[Stored dataset items]

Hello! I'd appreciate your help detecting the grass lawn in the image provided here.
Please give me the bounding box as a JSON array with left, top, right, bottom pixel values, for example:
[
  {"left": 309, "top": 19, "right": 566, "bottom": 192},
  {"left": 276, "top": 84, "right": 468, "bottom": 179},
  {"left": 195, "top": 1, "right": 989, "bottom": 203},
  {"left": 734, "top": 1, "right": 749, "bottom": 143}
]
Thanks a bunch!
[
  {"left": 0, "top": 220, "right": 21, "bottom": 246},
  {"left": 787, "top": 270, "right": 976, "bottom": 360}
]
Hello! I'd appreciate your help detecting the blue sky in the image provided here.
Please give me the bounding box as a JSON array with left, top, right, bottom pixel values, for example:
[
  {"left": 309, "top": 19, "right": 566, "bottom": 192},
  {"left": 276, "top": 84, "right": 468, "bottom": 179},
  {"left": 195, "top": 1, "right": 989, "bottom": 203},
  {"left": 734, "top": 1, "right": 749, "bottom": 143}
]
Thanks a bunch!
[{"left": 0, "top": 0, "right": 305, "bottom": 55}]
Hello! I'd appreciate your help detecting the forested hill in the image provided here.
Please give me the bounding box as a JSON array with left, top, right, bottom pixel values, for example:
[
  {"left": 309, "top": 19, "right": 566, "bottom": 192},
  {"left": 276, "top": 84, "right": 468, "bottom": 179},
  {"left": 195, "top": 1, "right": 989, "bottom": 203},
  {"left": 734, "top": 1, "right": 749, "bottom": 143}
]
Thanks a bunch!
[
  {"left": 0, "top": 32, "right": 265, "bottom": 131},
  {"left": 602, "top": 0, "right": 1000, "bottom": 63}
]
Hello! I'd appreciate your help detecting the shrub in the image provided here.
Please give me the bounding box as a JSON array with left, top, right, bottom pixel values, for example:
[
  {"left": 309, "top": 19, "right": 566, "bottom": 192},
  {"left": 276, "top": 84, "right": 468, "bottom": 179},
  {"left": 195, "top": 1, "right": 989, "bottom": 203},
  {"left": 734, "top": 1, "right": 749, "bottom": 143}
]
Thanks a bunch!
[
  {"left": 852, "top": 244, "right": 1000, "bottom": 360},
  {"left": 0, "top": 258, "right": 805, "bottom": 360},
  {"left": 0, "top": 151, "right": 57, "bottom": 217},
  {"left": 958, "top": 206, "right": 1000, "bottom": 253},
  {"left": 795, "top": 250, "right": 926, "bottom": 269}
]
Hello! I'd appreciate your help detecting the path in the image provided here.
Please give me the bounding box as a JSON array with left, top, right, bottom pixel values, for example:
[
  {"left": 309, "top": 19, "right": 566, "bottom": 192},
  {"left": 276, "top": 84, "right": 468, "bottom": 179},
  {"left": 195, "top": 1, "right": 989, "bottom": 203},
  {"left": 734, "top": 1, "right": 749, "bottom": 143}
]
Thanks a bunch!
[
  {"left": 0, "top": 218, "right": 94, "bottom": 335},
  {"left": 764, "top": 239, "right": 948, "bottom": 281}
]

**Do this**
Copy everything from the line containing "Hello! I'd appreciate your help detecting the forested" down to the end of the material, requests included. Multiply each bounding-box coordinate in the answers by 1.7 and round to whole numbers with halves going up, leaving the requests and their sample values untouched.

**Answer to the exercise**
Hello! I'd appreciate your help detecting the forested hill in the image provided here.
Please give me the bounding box as a JSON array with left, top, right, bottom pixel values, for example:
[
  {"left": 309, "top": 19, "right": 566, "bottom": 192},
  {"left": 276, "top": 84, "right": 468, "bottom": 179},
  {"left": 195, "top": 1, "right": 989, "bottom": 203},
  {"left": 734, "top": 1, "right": 749, "bottom": 143}
]
Thanks a bunch!
[
  {"left": 0, "top": 54, "right": 451, "bottom": 223},
  {"left": 1023, "top": 0, "right": 1700, "bottom": 107}
]
Hello! I'd appreciate your help detecting the shrub in the image provided here.
Please give me the bounding box as a JSON array with left, top, right, bottom pixel values, for example:
[
  {"left": 309, "top": 19, "right": 566, "bottom": 192},
  {"left": 276, "top": 84, "right": 468, "bottom": 179},
  {"left": 195, "top": 1, "right": 989, "bottom": 203},
  {"left": 734, "top": 1, "right": 749, "bottom": 143}
]
Thanks a bunch!
[
  {"left": 1448, "top": 415, "right": 1700, "bottom": 612},
  {"left": 0, "top": 439, "right": 1369, "bottom": 612},
  {"left": 0, "top": 257, "right": 97, "bottom": 369},
  {"left": 1629, "top": 350, "right": 1700, "bottom": 430},
  {"left": 1352, "top": 425, "right": 1574, "bottom": 457}
]
Hello! I'd appreciate your help detecting the path in the image provided here.
Please give me the bounding box as a JSON array with left, top, right, bottom pixel values, for example:
[
  {"left": 309, "top": 19, "right": 566, "bottom": 192},
  {"left": 276, "top": 84, "right": 468, "bottom": 179},
  {"left": 195, "top": 1, "right": 989, "bottom": 203},
  {"left": 734, "top": 1, "right": 749, "bottom": 143}
]
Thanks a bunch!
[
  {"left": 0, "top": 371, "right": 160, "bottom": 570},
  {"left": 1299, "top": 406, "right": 1612, "bottom": 478}
]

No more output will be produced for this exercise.